Your answer must be an exact copy of the listing.

[Available data]
_ _ _ _ _ _ _

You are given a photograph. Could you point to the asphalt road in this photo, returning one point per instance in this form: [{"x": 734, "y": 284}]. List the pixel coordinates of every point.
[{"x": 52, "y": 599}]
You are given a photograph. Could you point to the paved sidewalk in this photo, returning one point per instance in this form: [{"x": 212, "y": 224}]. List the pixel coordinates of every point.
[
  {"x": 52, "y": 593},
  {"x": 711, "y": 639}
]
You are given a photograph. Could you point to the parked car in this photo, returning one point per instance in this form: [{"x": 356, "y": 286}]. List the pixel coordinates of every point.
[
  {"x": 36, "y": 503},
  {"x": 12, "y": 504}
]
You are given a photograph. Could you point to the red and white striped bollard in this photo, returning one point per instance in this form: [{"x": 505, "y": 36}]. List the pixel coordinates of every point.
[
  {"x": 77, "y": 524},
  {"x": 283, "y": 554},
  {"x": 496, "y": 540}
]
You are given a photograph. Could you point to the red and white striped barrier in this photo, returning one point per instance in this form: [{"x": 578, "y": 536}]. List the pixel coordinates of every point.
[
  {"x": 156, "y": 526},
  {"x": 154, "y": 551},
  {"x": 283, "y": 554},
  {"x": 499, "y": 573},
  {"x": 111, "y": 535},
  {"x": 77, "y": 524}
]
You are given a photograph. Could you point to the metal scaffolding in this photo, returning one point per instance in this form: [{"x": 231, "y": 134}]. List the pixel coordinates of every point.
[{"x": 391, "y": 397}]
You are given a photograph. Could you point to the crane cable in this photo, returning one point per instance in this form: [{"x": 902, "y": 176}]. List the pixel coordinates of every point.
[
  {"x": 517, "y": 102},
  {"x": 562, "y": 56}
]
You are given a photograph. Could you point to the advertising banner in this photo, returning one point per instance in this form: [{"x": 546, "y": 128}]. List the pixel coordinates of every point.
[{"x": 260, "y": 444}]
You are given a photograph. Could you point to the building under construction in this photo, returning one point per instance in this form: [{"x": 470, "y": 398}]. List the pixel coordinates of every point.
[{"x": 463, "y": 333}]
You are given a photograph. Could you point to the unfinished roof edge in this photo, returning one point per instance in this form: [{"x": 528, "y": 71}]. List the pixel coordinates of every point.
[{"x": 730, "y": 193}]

_ _ _ _ _ _ _

[Answer]
You are given a photograph. Could you point to the asphalt road in this photo, returning one point per instance in this form: [{"x": 734, "y": 284}]. List the pixel coordinates of every point.
[{"x": 52, "y": 599}]
You are given a photograph. Could you point to the paved sidewalk in this photo, returning one point per instance in this form: [{"x": 212, "y": 224}]. List the pixel coordinates of every point.
[
  {"x": 52, "y": 593},
  {"x": 711, "y": 639}
]
You are given a photograph. Could you point to the parked car in this photo, returning one point per instance in this form: [{"x": 356, "y": 286}]. List the pixel coordinates of every point.
[
  {"x": 36, "y": 503},
  {"x": 12, "y": 504}
]
You are given a photograph. Could you point to the red and white striped bollard in this photo, returning one point per instance in this form: [{"x": 505, "y": 36}]. List the pixel coordinates of every point.
[
  {"x": 77, "y": 524},
  {"x": 283, "y": 554},
  {"x": 496, "y": 540}
]
You are given a photograph. Could you point to the red and white striped barrier in this photo, returning one point per instance in this form: [{"x": 578, "y": 536}]. List the pixel coordinates of every point.
[
  {"x": 156, "y": 526},
  {"x": 154, "y": 551},
  {"x": 283, "y": 554},
  {"x": 499, "y": 573},
  {"x": 111, "y": 535},
  {"x": 77, "y": 524}
]
You are given a photograph. Could you point to the metal scaffolding in this photo, returning one point per instance in this form: [{"x": 231, "y": 134}]. List the pixel coordinates of every point.
[{"x": 391, "y": 397}]
You are given a photograph. Could you point to the crane cable in this photo, returning one point per instance in this form: [{"x": 902, "y": 176}]. List the pixel coordinates of every point.
[
  {"x": 517, "y": 102},
  {"x": 562, "y": 56}
]
You are given a photograph. Could you point to the advertising banner in this photo, returning one point per instance in this form: [{"x": 546, "y": 128}]. List the pixel coordinates of every point.
[{"x": 260, "y": 444}]
You are given a photograph. Could you point to the building under construction in this photo, returning one point per instance in this form: [{"x": 470, "y": 398}]. List the pixel coordinates of every point.
[{"x": 463, "y": 333}]
You are given a photograph. Could you point to the unfinished roof edge in this photo, returning one point per instance in this form: [{"x": 528, "y": 71}]. List the pixel coordinates of every point.
[{"x": 730, "y": 193}]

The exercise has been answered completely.